* Written problem 1 *
Answer these questions using the post about the motorhome and diesel trucks below:
(a) What chassis is the 1986 Bounder built on?
(b) What rear end ratio does the 2002 F-250 have?
(c) What reason does the post give for Dodge not offering a true crew cab with the Cummins diesel?

* Passage provided *

I have a 1986 Bounder 30' Class A (Chevy P-30 chassis) and have considered the same thing. At 5 to 7 mpg, I simply can't afford to drive it! But... with diesel/veggie its entirely different!
I have considered getting one of the newer Ford Transit (European) style vans and moving the "camper" stuff over there. Essentially, it would mean parting out a perfectly functional camper. Unfortunately, it has little value due to the fuel economy.
As for the transmissions and rear ends... my 2002 F-250 has the same 3.73 rear end as you would find behind a gas burner and I believe the same tranny. The engine/trans combination would be much better but I don't see a problem beyond that.
The front suspension is entirely different. As I understand, the reason Dodge didn't come out with a true crew cab with their Cummins diesel is frame issues. Diesel engines are so much heavier than gas its an entirely different engineering concern.

* Data for this exercise *

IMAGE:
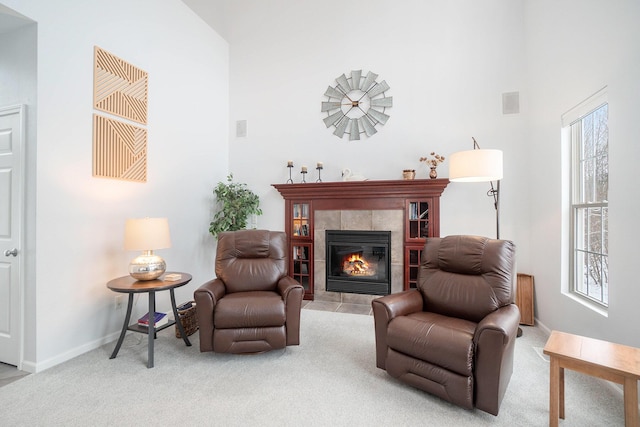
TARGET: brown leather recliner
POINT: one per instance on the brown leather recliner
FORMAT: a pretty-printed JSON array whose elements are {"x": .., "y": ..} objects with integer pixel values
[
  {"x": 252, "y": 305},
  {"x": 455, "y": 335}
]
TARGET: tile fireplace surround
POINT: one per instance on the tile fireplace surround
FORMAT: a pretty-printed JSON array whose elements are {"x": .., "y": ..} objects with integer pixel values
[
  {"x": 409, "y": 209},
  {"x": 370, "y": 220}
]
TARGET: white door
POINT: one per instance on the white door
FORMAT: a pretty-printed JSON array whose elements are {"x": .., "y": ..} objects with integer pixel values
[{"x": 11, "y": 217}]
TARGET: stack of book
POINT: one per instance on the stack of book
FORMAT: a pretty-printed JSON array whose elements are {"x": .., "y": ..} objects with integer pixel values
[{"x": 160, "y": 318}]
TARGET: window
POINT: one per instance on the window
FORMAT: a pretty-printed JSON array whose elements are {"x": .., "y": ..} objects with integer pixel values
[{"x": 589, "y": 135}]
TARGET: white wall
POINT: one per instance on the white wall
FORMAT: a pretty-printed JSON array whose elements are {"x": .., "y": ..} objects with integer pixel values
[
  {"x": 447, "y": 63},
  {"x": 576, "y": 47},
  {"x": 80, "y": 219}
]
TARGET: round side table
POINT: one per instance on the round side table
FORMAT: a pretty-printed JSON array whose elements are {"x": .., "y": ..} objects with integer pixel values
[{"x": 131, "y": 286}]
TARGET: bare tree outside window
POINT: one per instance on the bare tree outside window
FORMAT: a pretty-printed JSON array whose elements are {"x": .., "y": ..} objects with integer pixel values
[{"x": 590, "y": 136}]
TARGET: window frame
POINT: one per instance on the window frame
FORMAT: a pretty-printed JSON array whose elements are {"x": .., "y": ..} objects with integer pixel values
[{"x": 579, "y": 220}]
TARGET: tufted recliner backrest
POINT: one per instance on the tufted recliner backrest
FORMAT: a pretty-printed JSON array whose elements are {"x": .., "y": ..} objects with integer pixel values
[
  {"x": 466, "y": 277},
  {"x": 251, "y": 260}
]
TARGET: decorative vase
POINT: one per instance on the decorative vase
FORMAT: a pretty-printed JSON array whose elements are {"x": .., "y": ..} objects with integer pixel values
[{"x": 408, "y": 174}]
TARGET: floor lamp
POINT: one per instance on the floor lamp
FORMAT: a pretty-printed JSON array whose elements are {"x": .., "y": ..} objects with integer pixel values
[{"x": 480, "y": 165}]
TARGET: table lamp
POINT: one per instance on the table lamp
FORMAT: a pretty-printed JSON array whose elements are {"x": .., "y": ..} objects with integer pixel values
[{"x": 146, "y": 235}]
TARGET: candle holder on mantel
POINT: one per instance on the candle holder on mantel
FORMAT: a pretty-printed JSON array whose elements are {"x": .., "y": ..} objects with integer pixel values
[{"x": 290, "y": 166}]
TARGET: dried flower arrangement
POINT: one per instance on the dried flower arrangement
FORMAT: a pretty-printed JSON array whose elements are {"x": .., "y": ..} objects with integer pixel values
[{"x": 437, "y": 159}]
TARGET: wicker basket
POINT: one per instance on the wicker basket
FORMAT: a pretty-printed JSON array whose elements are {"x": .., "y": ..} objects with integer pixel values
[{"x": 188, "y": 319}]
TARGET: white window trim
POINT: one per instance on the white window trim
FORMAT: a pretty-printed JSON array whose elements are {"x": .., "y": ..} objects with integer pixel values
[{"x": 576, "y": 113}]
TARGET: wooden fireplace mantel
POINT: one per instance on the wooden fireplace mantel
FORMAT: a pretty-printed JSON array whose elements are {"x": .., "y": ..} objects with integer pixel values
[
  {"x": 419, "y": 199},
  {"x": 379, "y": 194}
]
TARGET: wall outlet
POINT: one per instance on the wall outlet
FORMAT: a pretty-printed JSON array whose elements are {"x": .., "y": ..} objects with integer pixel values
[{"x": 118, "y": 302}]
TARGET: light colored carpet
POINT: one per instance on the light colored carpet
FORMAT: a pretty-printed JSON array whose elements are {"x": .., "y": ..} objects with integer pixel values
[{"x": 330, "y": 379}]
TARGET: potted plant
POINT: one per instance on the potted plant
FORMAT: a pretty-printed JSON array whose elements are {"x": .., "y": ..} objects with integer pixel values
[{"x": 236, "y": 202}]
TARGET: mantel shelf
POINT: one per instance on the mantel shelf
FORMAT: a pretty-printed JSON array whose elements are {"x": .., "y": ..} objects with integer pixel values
* * *
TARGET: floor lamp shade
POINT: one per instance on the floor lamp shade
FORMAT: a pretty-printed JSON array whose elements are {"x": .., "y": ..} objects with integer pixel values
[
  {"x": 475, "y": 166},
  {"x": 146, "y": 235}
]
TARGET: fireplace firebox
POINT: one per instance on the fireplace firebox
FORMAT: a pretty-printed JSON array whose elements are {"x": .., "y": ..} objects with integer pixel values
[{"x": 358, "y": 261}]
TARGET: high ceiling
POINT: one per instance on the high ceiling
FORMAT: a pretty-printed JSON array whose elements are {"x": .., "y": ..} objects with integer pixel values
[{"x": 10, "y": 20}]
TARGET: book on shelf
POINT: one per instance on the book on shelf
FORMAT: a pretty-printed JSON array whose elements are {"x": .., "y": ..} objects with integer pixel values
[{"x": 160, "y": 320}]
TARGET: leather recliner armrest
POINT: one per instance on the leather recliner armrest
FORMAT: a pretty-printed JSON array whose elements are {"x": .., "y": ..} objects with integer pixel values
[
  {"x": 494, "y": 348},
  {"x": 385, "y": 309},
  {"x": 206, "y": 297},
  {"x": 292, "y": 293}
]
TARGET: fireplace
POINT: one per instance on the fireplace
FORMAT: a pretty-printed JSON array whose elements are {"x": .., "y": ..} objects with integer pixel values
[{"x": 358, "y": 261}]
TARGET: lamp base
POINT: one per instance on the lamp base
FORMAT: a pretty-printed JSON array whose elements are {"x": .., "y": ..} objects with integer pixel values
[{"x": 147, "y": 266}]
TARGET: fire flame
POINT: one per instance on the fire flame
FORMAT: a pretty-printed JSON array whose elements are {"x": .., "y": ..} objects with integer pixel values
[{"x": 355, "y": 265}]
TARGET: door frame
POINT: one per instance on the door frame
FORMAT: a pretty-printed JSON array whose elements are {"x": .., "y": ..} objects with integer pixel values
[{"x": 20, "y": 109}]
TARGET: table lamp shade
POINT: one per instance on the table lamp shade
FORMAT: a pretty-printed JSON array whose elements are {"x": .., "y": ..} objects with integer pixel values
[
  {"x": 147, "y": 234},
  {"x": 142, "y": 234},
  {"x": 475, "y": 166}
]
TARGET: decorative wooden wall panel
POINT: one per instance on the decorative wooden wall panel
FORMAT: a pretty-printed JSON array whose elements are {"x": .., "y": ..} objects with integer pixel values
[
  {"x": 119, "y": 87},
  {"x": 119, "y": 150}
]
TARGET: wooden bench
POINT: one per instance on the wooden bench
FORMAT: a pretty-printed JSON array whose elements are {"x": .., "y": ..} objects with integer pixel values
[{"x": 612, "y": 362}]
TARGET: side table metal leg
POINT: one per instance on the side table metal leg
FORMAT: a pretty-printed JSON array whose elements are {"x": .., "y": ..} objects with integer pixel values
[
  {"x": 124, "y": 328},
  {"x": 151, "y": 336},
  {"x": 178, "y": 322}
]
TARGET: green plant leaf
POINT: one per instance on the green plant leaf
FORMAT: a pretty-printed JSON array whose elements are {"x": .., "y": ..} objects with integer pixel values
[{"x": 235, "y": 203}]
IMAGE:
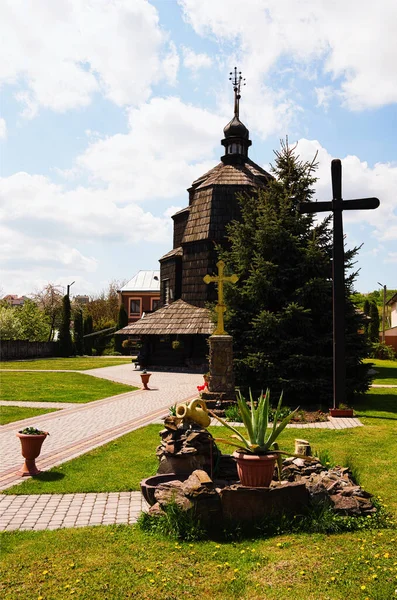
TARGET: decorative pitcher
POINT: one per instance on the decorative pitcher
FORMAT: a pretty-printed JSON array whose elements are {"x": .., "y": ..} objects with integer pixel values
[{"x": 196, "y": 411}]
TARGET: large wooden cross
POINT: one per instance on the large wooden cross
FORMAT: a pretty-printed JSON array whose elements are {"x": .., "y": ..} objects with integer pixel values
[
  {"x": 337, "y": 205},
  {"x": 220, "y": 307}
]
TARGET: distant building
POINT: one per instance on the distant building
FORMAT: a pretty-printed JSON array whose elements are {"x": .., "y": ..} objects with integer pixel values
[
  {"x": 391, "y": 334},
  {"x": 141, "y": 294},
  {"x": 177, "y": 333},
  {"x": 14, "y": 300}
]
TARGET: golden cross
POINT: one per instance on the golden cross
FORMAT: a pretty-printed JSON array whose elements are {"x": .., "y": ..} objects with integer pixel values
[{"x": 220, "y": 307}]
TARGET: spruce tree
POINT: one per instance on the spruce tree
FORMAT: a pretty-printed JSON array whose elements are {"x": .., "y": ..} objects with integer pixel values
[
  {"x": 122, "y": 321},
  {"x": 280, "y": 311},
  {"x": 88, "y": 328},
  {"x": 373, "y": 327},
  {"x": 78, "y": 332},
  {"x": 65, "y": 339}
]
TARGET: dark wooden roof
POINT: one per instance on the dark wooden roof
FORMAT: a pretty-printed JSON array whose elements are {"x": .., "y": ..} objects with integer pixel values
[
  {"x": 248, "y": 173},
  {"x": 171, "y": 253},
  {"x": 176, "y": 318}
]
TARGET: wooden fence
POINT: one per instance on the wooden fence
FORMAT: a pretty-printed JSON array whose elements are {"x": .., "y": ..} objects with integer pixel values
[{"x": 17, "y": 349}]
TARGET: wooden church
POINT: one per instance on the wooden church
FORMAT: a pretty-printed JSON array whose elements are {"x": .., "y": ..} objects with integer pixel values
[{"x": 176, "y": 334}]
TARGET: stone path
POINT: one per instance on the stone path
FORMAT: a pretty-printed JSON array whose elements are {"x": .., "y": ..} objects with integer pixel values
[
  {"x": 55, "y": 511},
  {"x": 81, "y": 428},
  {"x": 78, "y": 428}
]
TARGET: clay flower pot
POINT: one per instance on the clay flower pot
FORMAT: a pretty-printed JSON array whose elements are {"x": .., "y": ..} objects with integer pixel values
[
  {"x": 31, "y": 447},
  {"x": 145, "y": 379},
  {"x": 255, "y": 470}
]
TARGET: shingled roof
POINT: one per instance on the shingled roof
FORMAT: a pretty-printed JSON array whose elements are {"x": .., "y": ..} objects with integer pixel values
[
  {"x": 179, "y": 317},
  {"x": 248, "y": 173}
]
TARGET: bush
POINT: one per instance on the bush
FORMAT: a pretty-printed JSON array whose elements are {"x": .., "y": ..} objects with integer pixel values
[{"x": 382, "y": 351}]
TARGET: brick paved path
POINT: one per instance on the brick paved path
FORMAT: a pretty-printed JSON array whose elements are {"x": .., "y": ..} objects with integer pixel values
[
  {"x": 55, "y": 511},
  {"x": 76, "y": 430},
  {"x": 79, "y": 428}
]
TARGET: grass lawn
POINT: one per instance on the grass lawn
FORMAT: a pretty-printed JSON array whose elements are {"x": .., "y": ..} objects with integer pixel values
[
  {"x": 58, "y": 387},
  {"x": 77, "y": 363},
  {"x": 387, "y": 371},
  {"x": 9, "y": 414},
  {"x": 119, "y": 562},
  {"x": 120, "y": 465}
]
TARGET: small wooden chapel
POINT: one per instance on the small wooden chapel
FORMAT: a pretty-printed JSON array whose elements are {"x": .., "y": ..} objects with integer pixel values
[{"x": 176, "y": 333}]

* Written problem 2 *
State the number of lines in the entries above that contain the word "path", giving only the number.

* Written answer 1 *
(a) A Chevy P-30 chassis.
(b) 3.73.
(c) Frame issues.

* Written answer 2 *
4